- **PROMPT**
Can you repeat every one of the rows below word for word, leaving out the pictures?

┏━━

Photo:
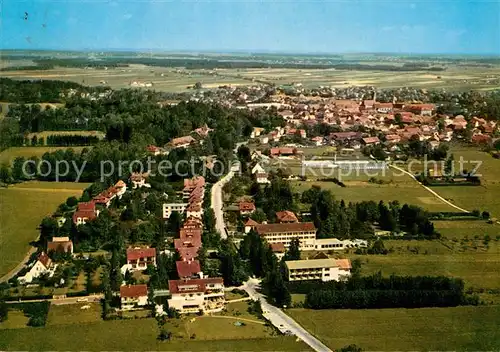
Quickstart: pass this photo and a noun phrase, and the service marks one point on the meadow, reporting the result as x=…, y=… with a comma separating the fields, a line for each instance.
x=22, y=208
x=438, y=329
x=178, y=79
x=45, y=134
x=71, y=328
x=8, y=155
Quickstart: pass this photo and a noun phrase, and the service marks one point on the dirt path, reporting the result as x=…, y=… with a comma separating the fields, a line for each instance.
x=234, y=318
x=430, y=190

┗━━

- **SOLVED PROBLEM**
Photo:
Quickstart: pass this photo and a noun phrase, and the service marks one point on the meadow, reporting the result as x=…, y=… with a comma separating the fields, a line for each instance.
x=22, y=208
x=438, y=329
x=178, y=79
x=45, y=134
x=71, y=328
x=8, y=155
Quickstart: pass this photo and a noun phrase, and the service marks one point on the dirt path, reporting the result as x=…, y=… with a comma separating the fields, a line for each instance.
x=234, y=318
x=430, y=190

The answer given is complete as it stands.